[TEXTO DE ORIGEN]
Tal vez los médicos de la peste que visitaban a los infectados llevasen consigo soluciones “preventivas” como la de Castaño, pero las más utilizadas y extendidas en Europa eran las triacas, algunas de las cuales se suponía que curaban. Estas fórmulas, dispensadas por un farmacéutico, se producían a base de opio y hierbas aromáticas y gozaban de popularidad, porque acumulaban siglos de vida (¡Galeno les había dedicado todo un tratado!) y muchos de los ingredientes se podían variar. Juan Francisco Capello incluyó las triacas en 1721 en su interesante y estrambótico Epílogo de maravillosos, y experimentados antídotos contra la peste .
Las figuras solitarias de los médicos de la peste también sugieren otro de los frágiles escudos que utilizaban las poblaciones contra las pandemias en la antigüedad: el aislamiento. Las cuarentenas , que aparecieron en los barcos de ciudades portuarias a finales del siglo XIV, fueron ganando sofisticación con el paso del tiempo.
En el siglo XVII en Ferrara, por ejemplo, se internó a los infectados y sospechosos de infección en hospitales, que no eran mucho más que campos de internamiento de enfermos plagados de fosas comunes. Los cuerpos de los fallecidos no se recuperaban.
Los ferrarenses instalaron esas miserables instituciones hospitalarias (llamadas lazaretos) fuera de los muros de la ciudad. Después, sellaron esos muros con una vigilancia permanente que incluía personal sanitario y, para entrar, se exigían unos documentos que acreditasen que el viajero provenía de una región sin peste. Los vigilantes se fijaban en cualquier posible manifestación de la enfermedad que se quisiese esconder.
Pero la soledad del médico de la peste dice algo más sobre los riesgos y la precariedad de su oficio. Entre los años 1500 y 1800, según un análisis reciente de tres investigadores de la Universidad de Nebraska, en los hospitales británicos y luego estadounidenses, a veces, parte de los cuidados los proporcionaban otros enfermos, presos de una cárcel o pobres que no tenían donde ir.

[Datos de localización de puntos]
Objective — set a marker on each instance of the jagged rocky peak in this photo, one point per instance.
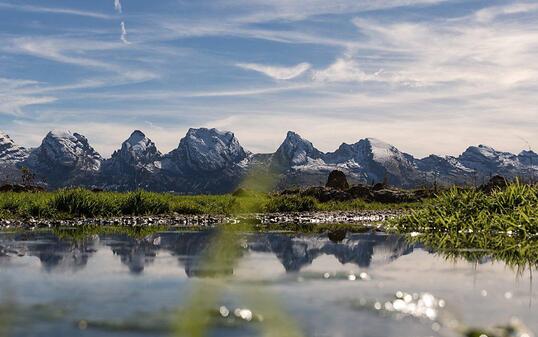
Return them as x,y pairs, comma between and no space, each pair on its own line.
380,151
138,149
68,149
209,149
528,157
296,150
10,152
487,159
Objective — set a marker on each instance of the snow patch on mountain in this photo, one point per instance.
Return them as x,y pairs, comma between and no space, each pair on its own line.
296,151
207,150
67,149
11,153
139,151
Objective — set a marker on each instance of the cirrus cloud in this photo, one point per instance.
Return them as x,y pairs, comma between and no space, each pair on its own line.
277,72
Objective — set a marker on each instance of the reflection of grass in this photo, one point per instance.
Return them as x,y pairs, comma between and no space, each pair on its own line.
223,254
473,225
78,202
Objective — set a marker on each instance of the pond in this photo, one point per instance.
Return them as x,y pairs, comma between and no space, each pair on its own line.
355,284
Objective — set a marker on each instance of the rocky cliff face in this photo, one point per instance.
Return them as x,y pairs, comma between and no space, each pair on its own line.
213,161
65,158
295,151
206,161
11,153
135,165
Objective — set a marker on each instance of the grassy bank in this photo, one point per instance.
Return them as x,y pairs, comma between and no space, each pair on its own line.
512,210
73,203
473,225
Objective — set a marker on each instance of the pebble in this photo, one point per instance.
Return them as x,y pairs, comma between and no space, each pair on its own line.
362,217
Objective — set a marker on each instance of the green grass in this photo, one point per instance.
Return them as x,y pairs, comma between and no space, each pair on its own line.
473,225
513,209
81,203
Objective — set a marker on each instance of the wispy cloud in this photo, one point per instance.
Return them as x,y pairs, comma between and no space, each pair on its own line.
343,70
12,102
490,13
123,36
54,10
277,72
117,6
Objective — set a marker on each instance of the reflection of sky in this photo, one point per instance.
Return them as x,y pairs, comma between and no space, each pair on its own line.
387,69
105,287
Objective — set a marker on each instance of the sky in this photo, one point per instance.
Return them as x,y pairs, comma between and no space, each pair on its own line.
428,76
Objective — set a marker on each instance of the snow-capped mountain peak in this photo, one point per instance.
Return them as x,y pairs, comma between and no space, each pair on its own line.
138,151
140,147
295,151
68,149
208,150
382,152
10,152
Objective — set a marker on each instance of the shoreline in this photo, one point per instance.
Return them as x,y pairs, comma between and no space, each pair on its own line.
364,217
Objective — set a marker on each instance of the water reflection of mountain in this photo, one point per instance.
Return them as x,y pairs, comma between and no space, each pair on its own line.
53,252
293,251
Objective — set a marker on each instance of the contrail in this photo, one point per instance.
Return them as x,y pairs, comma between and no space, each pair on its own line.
117,6
124,33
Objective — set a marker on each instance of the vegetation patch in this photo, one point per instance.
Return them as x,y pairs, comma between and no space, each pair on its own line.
512,210
83,203
501,225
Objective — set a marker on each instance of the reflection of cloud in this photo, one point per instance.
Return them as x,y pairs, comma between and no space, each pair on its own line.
277,72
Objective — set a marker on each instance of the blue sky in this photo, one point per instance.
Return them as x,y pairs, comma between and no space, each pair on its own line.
424,75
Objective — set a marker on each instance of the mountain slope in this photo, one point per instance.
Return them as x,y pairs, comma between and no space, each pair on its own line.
64,158
206,161
213,161
11,153
133,166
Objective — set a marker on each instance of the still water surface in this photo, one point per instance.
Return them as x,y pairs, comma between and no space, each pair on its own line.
369,284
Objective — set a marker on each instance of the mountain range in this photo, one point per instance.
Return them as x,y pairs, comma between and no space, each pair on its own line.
213,161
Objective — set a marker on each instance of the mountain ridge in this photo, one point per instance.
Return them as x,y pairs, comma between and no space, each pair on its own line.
213,161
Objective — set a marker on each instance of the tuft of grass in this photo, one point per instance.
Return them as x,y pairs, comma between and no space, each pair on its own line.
144,203
83,203
473,225
290,203
78,202
513,209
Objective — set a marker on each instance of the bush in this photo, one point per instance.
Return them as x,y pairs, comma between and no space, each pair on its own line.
290,203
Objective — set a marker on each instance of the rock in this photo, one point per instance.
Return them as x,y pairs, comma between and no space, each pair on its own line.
337,179
337,235
393,196
241,193
361,191
496,182
379,186
324,194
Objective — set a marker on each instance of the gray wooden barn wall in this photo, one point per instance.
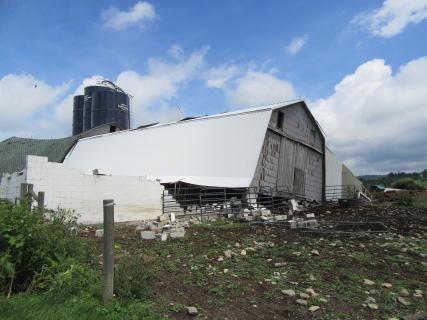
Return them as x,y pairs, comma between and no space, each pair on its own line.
287,150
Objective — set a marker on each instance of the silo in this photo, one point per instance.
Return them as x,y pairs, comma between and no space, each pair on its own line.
110,105
78,103
105,104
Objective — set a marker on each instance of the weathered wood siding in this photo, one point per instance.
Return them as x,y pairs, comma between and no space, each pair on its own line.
288,150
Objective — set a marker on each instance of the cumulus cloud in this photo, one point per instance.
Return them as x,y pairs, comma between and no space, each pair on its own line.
375,120
24,99
246,86
153,91
296,45
393,17
140,15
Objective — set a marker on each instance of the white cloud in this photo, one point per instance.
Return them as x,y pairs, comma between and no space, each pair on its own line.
393,17
258,88
248,85
217,77
376,120
296,45
153,91
139,15
23,99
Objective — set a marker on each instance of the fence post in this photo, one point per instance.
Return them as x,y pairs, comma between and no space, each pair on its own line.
108,253
40,202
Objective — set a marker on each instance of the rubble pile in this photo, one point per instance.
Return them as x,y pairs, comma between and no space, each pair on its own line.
296,217
163,228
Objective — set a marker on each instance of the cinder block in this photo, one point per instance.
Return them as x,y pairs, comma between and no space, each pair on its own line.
148,235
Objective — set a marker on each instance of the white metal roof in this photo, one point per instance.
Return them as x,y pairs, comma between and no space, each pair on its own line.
219,150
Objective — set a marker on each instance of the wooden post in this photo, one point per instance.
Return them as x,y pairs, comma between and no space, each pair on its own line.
40,202
108,254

[CON LA INFORMACIÓN]
- 1) Indique si cada afirmación concuerda con el texto sobre los médicos de la peste, respondiendo sí o no y citando textualmente las palabras que lo deciden: (a) las triacas se elaboraban con opio y hierbas aromáticas; (b) las cuarentenas surgieron en los barcos de ciudades portuarias a finales del siglo XV; (c) en Ferrara los lazaretos se instalaron dentro de los muros de la ciudad.
- 2) Redacte la parte siguiente del texto sobre los médicos de la peste, a partir de su última oración.
Las filas constituyen un material independiente del texto sobre los médicos de la peste.

[RESPUESTAS]
- 1)
(a) Sí: «se producían a base de opio y hierbas aromáticas».
(b) No: «aparecieron en los barcos de ciudades portuarias a finales del siglo XIV».
(c) No: «fuera de los muros de la ciudad».

- 2)
Y eso solo es el principio. Casi el 10% del personal sanitario no sobrevivía, las epidemias eran comunes, más de la mitad de los pacientes se contagiaba de una enfermedad que no tenía al entrar y el 25% de los que llegaban terminaba muriendo. Era milagroso que una mujer no falleciese por una cesárea. El instrumental médico no se limpiaba, y algunos facultativos lucían las manchas de sus atuendos como lo haría un general con sus medallas.
Algunas aglomeraciones para pedir la clemencia de Dios se convertían en grandes focos de muerte y contagio
Indudablemente, la defensa tradicional más popular, antigua e íntima contra las pandemias es la religión. Por eso, en lo más profundo de sus embestidas, las víctimas rezaban con tanta devoción ante sus imágenes y amuletos bendecidos para no perder la esperanza.
A veces organizaban procesiones multitudinarias para pedir la clemencia de Dios. Aunque, como sucedió con la que emprendió el papa Gregorio Magno en el siglo VI, algunas aglomeraciones se convertían en grandes focos de muerte y contagio, no faltaron los grupos de penitentes que desfilaban, vestidos de blanco, dándose latigazos y portando pesadas cruces.
Quizá el ejemplo más triste de esa desesperación fuese el de esos enfermos que, según cuentan algunos autores, esperaban que los doctores de la peste les golpeasen con sus bastones para pedir perdón por sus pecados. ¿Qué habrían hecho para merecer semejante castigo? ¿Qué?